— WHAT THE TASK ASKS —
Reproduce the following data exactly, minus any images.
───── DATA SHOWN ─────
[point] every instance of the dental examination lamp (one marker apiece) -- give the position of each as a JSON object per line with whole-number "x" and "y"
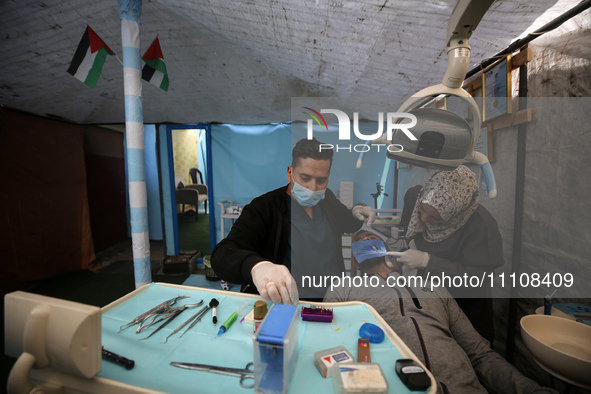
{"x": 445, "y": 140}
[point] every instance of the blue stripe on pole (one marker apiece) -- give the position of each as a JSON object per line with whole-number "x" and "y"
{"x": 143, "y": 270}
{"x": 133, "y": 109}
{"x": 138, "y": 218}
{"x": 132, "y": 58}
{"x": 131, "y": 10}
{"x": 136, "y": 165}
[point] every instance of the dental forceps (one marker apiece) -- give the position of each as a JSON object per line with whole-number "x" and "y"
{"x": 173, "y": 313}
{"x": 154, "y": 311}
{"x": 244, "y": 373}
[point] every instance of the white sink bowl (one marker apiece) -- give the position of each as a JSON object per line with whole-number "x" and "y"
{"x": 560, "y": 346}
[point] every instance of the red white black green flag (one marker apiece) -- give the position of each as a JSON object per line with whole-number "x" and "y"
{"x": 89, "y": 58}
{"x": 154, "y": 70}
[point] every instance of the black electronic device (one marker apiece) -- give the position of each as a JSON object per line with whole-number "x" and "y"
{"x": 412, "y": 375}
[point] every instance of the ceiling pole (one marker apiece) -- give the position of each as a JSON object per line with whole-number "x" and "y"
{"x": 130, "y": 14}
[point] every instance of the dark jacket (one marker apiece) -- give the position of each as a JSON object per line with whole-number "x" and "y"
{"x": 475, "y": 249}
{"x": 262, "y": 233}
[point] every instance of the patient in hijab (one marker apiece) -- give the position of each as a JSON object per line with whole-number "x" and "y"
{"x": 450, "y": 233}
{"x": 431, "y": 324}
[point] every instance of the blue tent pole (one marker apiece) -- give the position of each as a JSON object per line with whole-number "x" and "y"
{"x": 130, "y": 14}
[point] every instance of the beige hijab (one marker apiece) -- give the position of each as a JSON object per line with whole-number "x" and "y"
{"x": 454, "y": 194}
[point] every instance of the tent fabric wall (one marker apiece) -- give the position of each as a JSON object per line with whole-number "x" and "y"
{"x": 152, "y": 183}
{"x": 45, "y": 225}
{"x": 105, "y": 177}
{"x": 247, "y": 161}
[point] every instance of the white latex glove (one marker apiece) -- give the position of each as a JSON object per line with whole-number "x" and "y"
{"x": 365, "y": 213}
{"x": 412, "y": 258}
{"x": 275, "y": 283}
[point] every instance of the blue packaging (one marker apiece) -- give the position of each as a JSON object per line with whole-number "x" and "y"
{"x": 276, "y": 349}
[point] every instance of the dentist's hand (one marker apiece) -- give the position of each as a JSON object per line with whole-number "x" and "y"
{"x": 365, "y": 213}
{"x": 412, "y": 258}
{"x": 275, "y": 283}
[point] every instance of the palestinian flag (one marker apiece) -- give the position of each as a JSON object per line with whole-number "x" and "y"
{"x": 89, "y": 58}
{"x": 154, "y": 70}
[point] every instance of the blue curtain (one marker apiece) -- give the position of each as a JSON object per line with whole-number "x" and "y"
{"x": 250, "y": 160}
{"x": 247, "y": 161}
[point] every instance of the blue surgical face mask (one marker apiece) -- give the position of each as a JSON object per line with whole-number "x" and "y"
{"x": 306, "y": 197}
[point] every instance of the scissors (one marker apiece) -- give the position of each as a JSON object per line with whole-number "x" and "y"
{"x": 244, "y": 373}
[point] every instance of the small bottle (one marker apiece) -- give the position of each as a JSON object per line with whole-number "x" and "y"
{"x": 260, "y": 310}
{"x": 548, "y": 305}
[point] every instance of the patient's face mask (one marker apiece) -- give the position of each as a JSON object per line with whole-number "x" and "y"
{"x": 306, "y": 197}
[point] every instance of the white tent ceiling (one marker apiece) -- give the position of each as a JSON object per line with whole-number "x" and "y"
{"x": 243, "y": 61}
─────
— SOLUTION TO THIS EXERCISE —
[point] every instance of the dental examination lamp (one marker apiece) -- give the position of each as a JSON object per line with whole-number "x" and "y"
{"x": 445, "y": 140}
[point] every instance of the blue stripe on pole (one marker apiece) -- give the position of each as a JSON object per line with whole-number "x" and "y"
{"x": 143, "y": 270}
{"x": 133, "y": 109}
{"x": 138, "y": 218}
{"x": 132, "y": 58}
{"x": 131, "y": 10}
{"x": 136, "y": 165}
[point] every instance of the dental forceps (one marker apiece) -- give the position of each as a JSON object per line with whole-number "x" and "y"
{"x": 173, "y": 313}
{"x": 154, "y": 311}
{"x": 244, "y": 373}
[point] every instance of the white sink bowl (one marker apiece) -- give the position of each as a JSON object per line with whole-number "x" and "y"
{"x": 560, "y": 346}
[point] every instance of the red white black green flag (one marker apiece) -- give the position of each as a JSON object per line with whole-number "x" and "y"
{"x": 89, "y": 58}
{"x": 154, "y": 70}
[point] every instance of the black electronic device (one marker apiece) -- give the position of each as a JSON object per line with whole-number "x" and "y"
{"x": 412, "y": 375}
[point] every instance of the ceiling pole (one marker apiece) -- give the position of each as a JSON object per line with whole-number "x" and "y"
{"x": 130, "y": 14}
[point] every instance of the dark jacket (one marker apiece) -- give the position of each as a JSON object per line with whole-number "x" and "y"
{"x": 475, "y": 249}
{"x": 262, "y": 233}
[point] every instance of the patient in hijab (one marker apiece) -- give the position of each as a JSON object per line with whole-number "x" and "y"
{"x": 450, "y": 233}
{"x": 431, "y": 324}
[point] every instance of the blue tent pole (one marker apiece) -- give the position of each as a JSON object per line with whole-number "x" and "y"
{"x": 130, "y": 14}
[point] every instance of the beige hijab (one marker apiece) -- give the position of each as a JSON object per line with whole-number "x" and "y"
{"x": 454, "y": 194}
[point] every instance of the tent fabric wall (one marker apiece) -- give the position of each as a JSON object per line with whole-number "x" and "y"
{"x": 152, "y": 183}
{"x": 45, "y": 225}
{"x": 105, "y": 177}
{"x": 247, "y": 161}
[point] every instance of the white latex glove (one marker apiece) -- give the position of each as a JSON object per line with whole-number "x" and "y"
{"x": 365, "y": 213}
{"x": 412, "y": 258}
{"x": 275, "y": 283}
[point] every instance of the blue packaging (one marker apiece) -- give the position of each as a JSON object per line with whole-number "x" and "y"
{"x": 276, "y": 349}
[point] every instance of the dentist's hand (one marker apiece) -- give the position of each as a JSON object per line with whole-number "x" and "y"
{"x": 365, "y": 213}
{"x": 412, "y": 258}
{"x": 275, "y": 283}
[point] every instance of the palestinian flag (one marker apiece) -- give the position of each as a JSON object per line with whole-number "x" and "y"
{"x": 89, "y": 58}
{"x": 154, "y": 70}
[point] every instance of the blue curtain (one marker apiece) -- give the position of each as a JSON object per line with whole-number "x" and "y"
{"x": 250, "y": 160}
{"x": 247, "y": 161}
[point] every instance of the blue surgical face mask (one marker apiece) -- give the position of each as a JSON object per line with whole-number "x" and "y"
{"x": 306, "y": 197}
[point] every instance of the scissors (one marker apiece) -- give the position of each as a JSON object per line with whole-number "x" and "y"
{"x": 244, "y": 373}
[point] every instance of the small bottle (one marker apiece) -- give the position of each as a JSON object per line with whole-number "x" and "y"
{"x": 260, "y": 310}
{"x": 548, "y": 305}
[point] every instance of the patient's face mask (one marker apiece) -- give the position of each as a JSON object per line with whole-number "x" and "y"
{"x": 306, "y": 197}
[point] every instance of the white tent ceiling (one marker apiece) -- give the position of each as a JSON object per line with whole-number "x" and "y"
{"x": 243, "y": 61}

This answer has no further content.